* **WHAT THE EXERCISE ASKS**
Please copy all of the material below word for word, with nothing changed.

---

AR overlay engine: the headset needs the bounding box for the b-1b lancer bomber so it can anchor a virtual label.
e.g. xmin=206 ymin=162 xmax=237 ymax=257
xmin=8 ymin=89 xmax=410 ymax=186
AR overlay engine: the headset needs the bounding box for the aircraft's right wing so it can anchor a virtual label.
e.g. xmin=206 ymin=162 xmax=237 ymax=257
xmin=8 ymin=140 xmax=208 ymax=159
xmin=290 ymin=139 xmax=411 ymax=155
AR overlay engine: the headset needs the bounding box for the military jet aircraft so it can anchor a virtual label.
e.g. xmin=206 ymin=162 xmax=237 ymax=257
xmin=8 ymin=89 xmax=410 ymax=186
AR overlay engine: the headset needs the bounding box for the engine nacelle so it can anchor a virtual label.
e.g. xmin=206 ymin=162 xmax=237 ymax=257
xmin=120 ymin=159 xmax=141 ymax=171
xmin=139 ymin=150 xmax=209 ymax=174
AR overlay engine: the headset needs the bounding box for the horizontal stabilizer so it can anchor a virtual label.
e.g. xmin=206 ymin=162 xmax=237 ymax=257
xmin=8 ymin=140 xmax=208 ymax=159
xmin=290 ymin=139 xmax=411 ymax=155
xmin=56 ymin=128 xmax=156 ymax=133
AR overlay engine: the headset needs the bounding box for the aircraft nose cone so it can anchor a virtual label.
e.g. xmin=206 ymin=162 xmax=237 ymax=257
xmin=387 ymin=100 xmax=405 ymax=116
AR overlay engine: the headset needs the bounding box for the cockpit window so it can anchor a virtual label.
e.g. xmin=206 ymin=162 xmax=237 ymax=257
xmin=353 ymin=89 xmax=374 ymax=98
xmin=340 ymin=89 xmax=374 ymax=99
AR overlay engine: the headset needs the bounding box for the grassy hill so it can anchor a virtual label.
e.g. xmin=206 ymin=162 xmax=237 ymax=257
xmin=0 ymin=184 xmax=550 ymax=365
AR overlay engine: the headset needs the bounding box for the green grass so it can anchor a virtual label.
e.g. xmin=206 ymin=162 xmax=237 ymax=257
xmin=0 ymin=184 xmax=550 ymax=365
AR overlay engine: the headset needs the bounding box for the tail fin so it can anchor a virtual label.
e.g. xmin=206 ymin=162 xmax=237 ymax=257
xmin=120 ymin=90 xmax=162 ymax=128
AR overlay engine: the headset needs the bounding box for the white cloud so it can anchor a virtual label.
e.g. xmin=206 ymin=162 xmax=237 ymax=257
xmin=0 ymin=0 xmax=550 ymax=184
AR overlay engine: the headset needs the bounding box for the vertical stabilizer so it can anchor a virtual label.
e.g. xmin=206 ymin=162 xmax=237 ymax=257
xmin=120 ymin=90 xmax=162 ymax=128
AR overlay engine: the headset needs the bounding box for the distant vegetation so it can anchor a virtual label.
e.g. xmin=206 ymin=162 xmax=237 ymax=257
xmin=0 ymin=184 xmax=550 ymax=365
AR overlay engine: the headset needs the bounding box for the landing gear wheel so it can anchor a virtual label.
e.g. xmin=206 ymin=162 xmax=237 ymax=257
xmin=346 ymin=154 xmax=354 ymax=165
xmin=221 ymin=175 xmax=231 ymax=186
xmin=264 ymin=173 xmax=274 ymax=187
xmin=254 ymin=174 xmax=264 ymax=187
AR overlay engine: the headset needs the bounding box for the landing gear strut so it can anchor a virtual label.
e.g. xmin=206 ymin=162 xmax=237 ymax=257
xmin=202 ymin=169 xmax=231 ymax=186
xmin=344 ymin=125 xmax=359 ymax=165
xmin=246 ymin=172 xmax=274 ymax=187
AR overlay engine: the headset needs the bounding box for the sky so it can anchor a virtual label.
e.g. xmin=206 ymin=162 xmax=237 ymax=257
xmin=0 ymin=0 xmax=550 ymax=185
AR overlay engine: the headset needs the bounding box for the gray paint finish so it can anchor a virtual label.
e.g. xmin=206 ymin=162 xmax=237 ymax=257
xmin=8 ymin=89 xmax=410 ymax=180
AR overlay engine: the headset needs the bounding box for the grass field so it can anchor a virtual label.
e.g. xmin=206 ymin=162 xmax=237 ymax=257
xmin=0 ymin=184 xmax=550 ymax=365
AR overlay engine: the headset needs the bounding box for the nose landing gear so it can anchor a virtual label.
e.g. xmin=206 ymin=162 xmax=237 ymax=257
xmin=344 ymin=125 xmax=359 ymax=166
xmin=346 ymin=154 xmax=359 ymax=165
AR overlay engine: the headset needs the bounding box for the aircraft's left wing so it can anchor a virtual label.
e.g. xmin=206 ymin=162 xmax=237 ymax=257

---

* **RESPONSE TO THIS TASK**
AR overlay engine: the headset needs the bounding box for the b-1b lancer bomber so it can anchor a virtual label.
e.g. xmin=206 ymin=162 xmax=237 ymax=257
xmin=8 ymin=89 xmax=410 ymax=186
AR overlay engine: the headset needs the bounding box for the aircraft's right wing so it can anchor a virtual label.
e.g. xmin=206 ymin=162 xmax=237 ymax=257
xmin=8 ymin=140 xmax=208 ymax=159
xmin=290 ymin=139 xmax=411 ymax=155
AR overlay engine: the headset needs the bounding box for the military jet aircraft so it can anchor a virtual label.
e.g. xmin=206 ymin=162 xmax=237 ymax=257
xmin=8 ymin=89 xmax=410 ymax=186
AR overlay engine: the headset needs the bounding box for the engine nacelle so it can anchor a virtual label.
e.g. xmin=206 ymin=162 xmax=237 ymax=257
xmin=120 ymin=159 xmax=141 ymax=171
xmin=139 ymin=150 xmax=209 ymax=174
AR overlay engine: the headset needs the bounding box for the horizontal stabilizer so it can anchor a virtual label.
e.g. xmin=206 ymin=162 xmax=237 ymax=257
xmin=8 ymin=140 xmax=208 ymax=159
xmin=290 ymin=139 xmax=411 ymax=155
xmin=56 ymin=128 xmax=156 ymax=133
AR overlay engine: the headset needs the bounding box for the aircraft nose cone so it can anchor a virtual label.
e.g. xmin=206 ymin=162 xmax=237 ymax=257
xmin=387 ymin=100 xmax=405 ymax=116
AR overlay engine: the headset needs the bounding box for the cockpit window so it can anchor a virtual label.
e.g. xmin=206 ymin=162 xmax=237 ymax=257
xmin=353 ymin=89 xmax=374 ymax=98
xmin=340 ymin=89 xmax=374 ymax=99
AR overlay engine: the headset needs the bounding box for the grassy hill so it can anchor a virtual label.
e.g. xmin=206 ymin=162 xmax=237 ymax=257
xmin=0 ymin=184 xmax=550 ymax=365
AR overlay engine: the headset needs the bounding box for the green grass so it can anchor a virtual label.
e.g. xmin=206 ymin=162 xmax=237 ymax=257
xmin=0 ymin=184 xmax=550 ymax=365
AR overlay engine: the headset needs the bounding box for the tail fin so it can anchor a virtual label.
e.g. xmin=206 ymin=162 xmax=237 ymax=257
xmin=120 ymin=90 xmax=162 ymax=128
AR overlay engine: the headset needs the bounding box for the white cloud so it can anchor a virtual label.
e.g. xmin=206 ymin=162 xmax=237 ymax=257
xmin=0 ymin=0 xmax=550 ymax=184
AR overlay engine: the headset needs the bounding box for the vertical stabilizer so it can anchor a virtual label.
e.g. xmin=206 ymin=162 xmax=237 ymax=257
xmin=120 ymin=90 xmax=162 ymax=128
AR overlay engine: the headset needs the bounding box for the distant vegetation so it can anchor a virtual label.
e.g. xmin=206 ymin=162 xmax=237 ymax=257
xmin=0 ymin=184 xmax=550 ymax=365
AR overlay engine: the headset needs the bounding box for the landing gear wheel so it can anchor a virtual label.
e.g. xmin=206 ymin=162 xmax=237 ymax=257
xmin=346 ymin=154 xmax=354 ymax=165
xmin=221 ymin=175 xmax=231 ymax=186
xmin=264 ymin=173 xmax=274 ymax=187
xmin=254 ymin=174 xmax=264 ymax=187
AR overlay engine: the headset needs the bounding box for the landing gear strut so it can anchor a virtual label.
e.g. xmin=206 ymin=162 xmax=237 ymax=257
xmin=202 ymin=169 xmax=231 ymax=186
xmin=344 ymin=125 xmax=359 ymax=165
xmin=246 ymin=172 xmax=274 ymax=187
AR overlay engine: the headset needs the bounding box for the sky so it can anchor a virtual label.
e.g. xmin=206 ymin=162 xmax=237 ymax=257
xmin=0 ymin=0 xmax=550 ymax=185
AR overlay engine: the headset needs the bounding box for the gray paint finish so it can anchor a virtual label.
e.g. xmin=206 ymin=162 xmax=237 ymax=257
xmin=8 ymin=89 xmax=410 ymax=180
AR overlay engine: the headset needs the bounding box for the grass field so it can anchor a virtual label.
e.g. xmin=206 ymin=162 xmax=237 ymax=257
xmin=0 ymin=184 xmax=550 ymax=365
AR overlay engine: the headset needs the bounding box for the nose landing gear so it can anchor a virtual label.
e.g. xmin=206 ymin=162 xmax=237 ymax=257
xmin=344 ymin=125 xmax=359 ymax=166
xmin=346 ymin=154 xmax=359 ymax=165
AR overlay engine: the headset needs the bounding box for the aircraft's left wing so it can anchor a virtual label.
e.g. xmin=206 ymin=162 xmax=237 ymax=257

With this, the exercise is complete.